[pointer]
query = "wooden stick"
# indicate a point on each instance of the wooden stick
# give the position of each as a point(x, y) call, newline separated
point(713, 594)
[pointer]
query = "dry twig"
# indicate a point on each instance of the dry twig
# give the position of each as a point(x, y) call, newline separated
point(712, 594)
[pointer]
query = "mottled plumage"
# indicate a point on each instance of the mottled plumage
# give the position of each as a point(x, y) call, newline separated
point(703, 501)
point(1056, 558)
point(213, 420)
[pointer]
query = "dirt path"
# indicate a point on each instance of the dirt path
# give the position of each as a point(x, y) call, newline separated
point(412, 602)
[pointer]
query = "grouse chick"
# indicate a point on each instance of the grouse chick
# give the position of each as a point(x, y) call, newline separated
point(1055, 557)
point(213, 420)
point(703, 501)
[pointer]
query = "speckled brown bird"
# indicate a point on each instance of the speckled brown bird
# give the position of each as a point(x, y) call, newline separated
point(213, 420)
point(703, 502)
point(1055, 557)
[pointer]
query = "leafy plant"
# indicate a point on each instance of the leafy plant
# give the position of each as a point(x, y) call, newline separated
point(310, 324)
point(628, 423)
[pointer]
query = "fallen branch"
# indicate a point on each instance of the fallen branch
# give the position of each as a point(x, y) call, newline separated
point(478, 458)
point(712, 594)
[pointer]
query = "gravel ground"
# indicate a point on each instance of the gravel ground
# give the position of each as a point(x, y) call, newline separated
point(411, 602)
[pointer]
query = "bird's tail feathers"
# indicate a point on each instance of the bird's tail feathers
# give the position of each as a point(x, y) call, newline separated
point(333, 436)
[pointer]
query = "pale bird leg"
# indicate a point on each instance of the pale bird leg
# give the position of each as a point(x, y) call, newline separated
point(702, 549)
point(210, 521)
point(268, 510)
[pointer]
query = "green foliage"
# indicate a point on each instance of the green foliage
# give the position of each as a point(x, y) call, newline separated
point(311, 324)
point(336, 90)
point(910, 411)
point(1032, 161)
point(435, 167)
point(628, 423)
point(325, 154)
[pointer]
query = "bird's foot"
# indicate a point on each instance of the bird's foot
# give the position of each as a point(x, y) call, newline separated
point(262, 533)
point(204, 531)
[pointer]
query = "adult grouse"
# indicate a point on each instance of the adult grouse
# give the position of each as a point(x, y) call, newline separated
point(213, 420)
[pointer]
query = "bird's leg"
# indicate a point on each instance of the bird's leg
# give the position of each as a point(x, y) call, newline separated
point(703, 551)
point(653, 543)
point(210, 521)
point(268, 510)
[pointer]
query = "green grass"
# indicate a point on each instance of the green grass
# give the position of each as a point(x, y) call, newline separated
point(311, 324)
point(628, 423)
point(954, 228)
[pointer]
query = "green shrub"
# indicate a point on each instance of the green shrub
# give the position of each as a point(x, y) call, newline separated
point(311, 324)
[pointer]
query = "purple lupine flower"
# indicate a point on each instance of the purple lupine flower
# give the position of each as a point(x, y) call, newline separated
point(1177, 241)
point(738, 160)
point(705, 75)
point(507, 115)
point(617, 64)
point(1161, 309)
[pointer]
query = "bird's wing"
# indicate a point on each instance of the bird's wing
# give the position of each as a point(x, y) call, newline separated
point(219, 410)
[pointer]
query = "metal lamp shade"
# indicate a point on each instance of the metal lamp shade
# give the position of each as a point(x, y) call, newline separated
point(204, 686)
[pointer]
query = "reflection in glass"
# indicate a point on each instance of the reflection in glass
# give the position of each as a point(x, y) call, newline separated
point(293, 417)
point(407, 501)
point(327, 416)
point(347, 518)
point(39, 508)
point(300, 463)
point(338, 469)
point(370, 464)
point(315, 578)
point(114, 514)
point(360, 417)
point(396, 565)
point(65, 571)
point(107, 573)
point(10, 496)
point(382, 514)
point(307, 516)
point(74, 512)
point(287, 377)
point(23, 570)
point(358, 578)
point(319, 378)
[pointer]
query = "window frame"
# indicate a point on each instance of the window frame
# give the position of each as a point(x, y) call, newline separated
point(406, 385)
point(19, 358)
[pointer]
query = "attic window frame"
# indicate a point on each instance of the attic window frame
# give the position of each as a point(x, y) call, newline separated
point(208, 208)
....
*WHAT IS BEING ASKED*
Extract all of the material exactly as it is written.

*FULL OUTPUT*
[pointer]
query = "wooden stick"
# indicate a point on each instance of the wooden stick
# give the position of each as a point(x, y) call, newline separated
point(713, 594)
[pointer]
query = "dry twig"
# indicate a point on each instance of the dry twig
# give the position of each as a point(x, y) call, newline separated
point(712, 594)
[pointer]
query = "mottled plumage"
# indicate a point on each instance of the mottled plumage
# give the position of each as a point(x, y) call, newline separated
point(703, 501)
point(1056, 558)
point(213, 420)
[pointer]
query = "dirt path"
# indicate a point on each instance of the dirt path
# give the position of each as a point(x, y) call, newline separated
point(412, 602)
[pointer]
query = "grouse chick"
# indicate a point on each instance of the grouse chick
# give the position of each as a point(x, y) call, newline separated
point(1055, 557)
point(213, 420)
point(703, 501)
[pointer]
query = "speckled brown bird"
# indicate a point on each instance of the speckled brown bird
# give the position of each as a point(x, y) call, newline separated
point(213, 420)
point(703, 502)
point(1055, 557)
[pointer]
query = "leafy plant"
# indicate a point on each instance of the leafy plant
# give the position of each as a point(x, y) call, newline separated
point(310, 324)
point(628, 423)
[pointer]
query = "fallen branch"
# indicate a point on each instance of the fallen branch
# give the position of each as a point(x, y) call, newline separated
point(478, 458)
point(712, 594)
[pointer]
query = "gravel ground"
# indicate a point on each instance of the gravel ground
# give the position of each as a point(x, y) call, newline separated
point(411, 602)
[pointer]
query = "bird's tail feathers"
# indicate a point on each instance of the bird's tail feathers
# give the position of each as a point(x, y) call, newline separated
point(333, 436)
[pointer]
query = "pale bird leg"
# indicate a point on each instance of the pale bird leg
# give the position of each as a point(x, y) call, newline separated
point(702, 549)
point(210, 521)
point(268, 510)
[pointer]
query = "green foliage"
# indicate a point on each instance of the green foliage
# give the position of each as a point(x, y) call, newline separated
point(311, 324)
point(336, 90)
point(910, 411)
point(1032, 161)
point(435, 167)
point(628, 423)
point(325, 154)
[pointer]
query = "bird's foot"
# indicate a point on each instance of the bird's foot
# give the position of each as a point(x, y) call, newline separated
point(262, 533)
point(204, 531)
[pointer]
query = "adult grouse"
# indicate a point on each instance of the adult grouse
# give the position of each as a point(x, y) call, newline separated
point(213, 420)
[pointer]
query = "bird's leg"
# indicate a point on each instance of the bird's leg
# give the position of each as a point(x, y) call, newline separated
point(703, 551)
point(653, 543)
point(210, 521)
point(268, 510)
[pointer]
query = "green grass"
# indicate a point on each instance of the green grass
# give the position of each as a point(x, y) call, newline separated
point(311, 324)
point(628, 423)
point(954, 228)
[pointer]
query = "green shrub"
# indicate a point on each instance of the green shrub
# give the position of each as a point(x, y) call, newline separated
point(311, 324)
[pointer]
query = "purple lupine flower"
# indicate a point on each instance of the purple lupine flower
# give the position of each as a point(x, y) call, newline separated
point(1177, 241)
point(738, 160)
point(705, 75)
point(507, 115)
point(617, 64)
point(1161, 309)
[pointer]
query = "bird's wing"
# indicate a point on each instance of the bird's wing
# give the position of each as a point(x, y) call, newline separated
point(219, 410)
[pointer]
query = "metal lamp shade"
# indicate a point on each instance of the metal lamp shade
# give the position of each as a point(x, y) call, newline separated
point(204, 686)
[pointer]
query = "reflection in glass"
# indicate a point on each instance of the reflection in glass
# give the position of each as a point(x, y) call, newline separated
point(293, 417)
point(407, 501)
point(327, 416)
point(347, 518)
point(39, 508)
point(300, 463)
point(338, 469)
point(370, 464)
point(315, 578)
point(114, 514)
point(360, 417)
point(396, 565)
point(65, 571)
point(107, 573)
point(10, 496)
point(382, 514)
point(307, 516)
point(74, 512)
point(287, 377)
point(23, 570)
point(358, 578)
point(319, 378)
[pointer]
query = "window frame"
# indicate a point on each instance of the window frame
# give the position of each as a point(x, y) call, newline separated
point(406, 385)
point(19, 358)
[pointer]
query = "attic window frame"
# indicate a point on each instance of the attic window frame
# give the position of each as a point(x, y) call, newline separated
point(208, 208)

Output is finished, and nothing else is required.